• [Text block]:
(Reuters) - A study suggests some younger Americans may be getting too many imaging tests that expose them to worrisome amounts of radiation, which over a lifetime may raise their risk of cancer.
Here are some procedures that deliver the biggest doses of radiation:
* Myocardial perfusion scans, done in patients with heart disease to see how much blood is getting to the heart muscle. For the test, patients are injected with a small amount radioactive liquid. The test on average delivered 15.6 millisieverts of radiation per dose, and accounted for more than 22 percent of the total radiation exposure among people in the study, more than any other test.
For people living in the United States, the normal expected radiation dose from chemicals in the ground or flying in an airplane is 3 millisieverts a year.
Despite its widespread use, there is no evidence that the test saves lives, Dr. Michael Lauer of the National Heart, Lung, and Blood Institute, one of the National Institutes of Health, said in a telephone interview. Lauer, who wrote a commentary in the journal, said one recent trial in diabetics showed the test made no difference in improving patients’ outcome.
* CT scans of the abdomen, pelvis and chest accounted for nearly 38 percent of the total radiation exposure among in the study. CT or computed tomography scans are an advanced type of X-ray. A CT scan of the abdomen delivered 8 millisieverts of radiation, a pelvic CT delivered 6, while a chest CT delivered 7.
Some studies have suggested that some CT scans can deliver as much as 20 millisieverts per dose, depending on the organ and type of study, but they are often much less.
Imaging equipment makers such as GE Healthcare, Siemens, Philips and Toshiba Medical Systems are working to develop low-dose CT scanners.
* Other common tests that deliver radiation include heart catheterizations done to diagnose clogged heart arteries, which delivered an average effective radiation dose of 7 millisieverts per scan or 4.6 percent of the total radiation dose in the study. That was followed by X-rays to check for lower back problems at 1.5 millisieverts or 3.3 percent of the total, and mammography to check for breast cancer, at 0.4 millisieverts, and accounting for 3.1 percent of the total radiation among study participants.

• [The task]: Transcribe everything in the article above on radiation from medical imaging tests, from "Some studies have" down to "often much less.".

• [Source information]:
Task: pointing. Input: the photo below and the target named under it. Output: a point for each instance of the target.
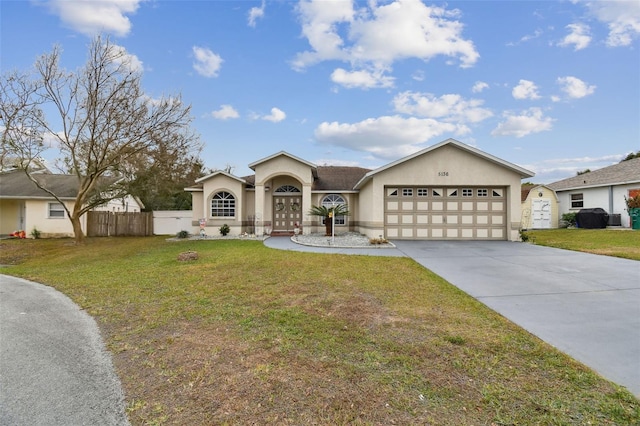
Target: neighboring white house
(605, 188)
(447, 191)
(24, 206)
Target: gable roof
(338, 178)
(220, 172)
(16, 184)
(622, 173)
(524, 173)
(253, 165)
(527, 188)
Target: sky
(551, 86)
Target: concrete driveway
(54, 369)
(586, 305)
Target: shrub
(35, 233)
(379, 240)
(632, 202)
(568, 220)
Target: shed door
(541, 212)
(447, 213)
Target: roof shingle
(621, 173)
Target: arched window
(287, 189)
(334, 200)
(223, 204)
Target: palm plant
(327, 213)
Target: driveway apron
(54, 369)
(585, 305)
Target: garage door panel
(446, 213)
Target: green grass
(610, 242)
(250, 335)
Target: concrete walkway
(54, 369)
(586, 305)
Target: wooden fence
(120, 224)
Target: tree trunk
(328, 226)
(77, 229)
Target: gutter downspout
(610, 199)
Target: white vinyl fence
(170, 222)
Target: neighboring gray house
(605, 188)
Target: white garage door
(448, 213)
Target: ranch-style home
(605, 188)
(448, 191)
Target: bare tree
(103, 123)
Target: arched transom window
(334, 200)
(287, 189)
(223, 204)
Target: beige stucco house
(23, 206)
(540, 207)
(446, 191)
(604, 188)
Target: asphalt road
(54, 369)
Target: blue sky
(552, 86)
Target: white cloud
(130, 61)
(255, 13)
(276, 115)
(94, 17)
(375, 36)
(527, 122)
(449, 108)
(387, 137)
(578, 37)
(479, 86)
(622, 18)
(207, 63)
(361, 79)
(525, 90)
(575, 88)
(225, 112)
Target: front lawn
(251, 335)
(611, 242)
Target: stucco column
(306, 206)
(259, 206)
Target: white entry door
(541, 212)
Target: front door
(541, 211)
(286, 212)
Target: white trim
(220, 172)
(253, 165)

• [Answer to this exercise]:
Some studies have suggested that some CT scans can deliver as much as 20 millisieverts per dose, depending on the organ and type of study, but they are often much less.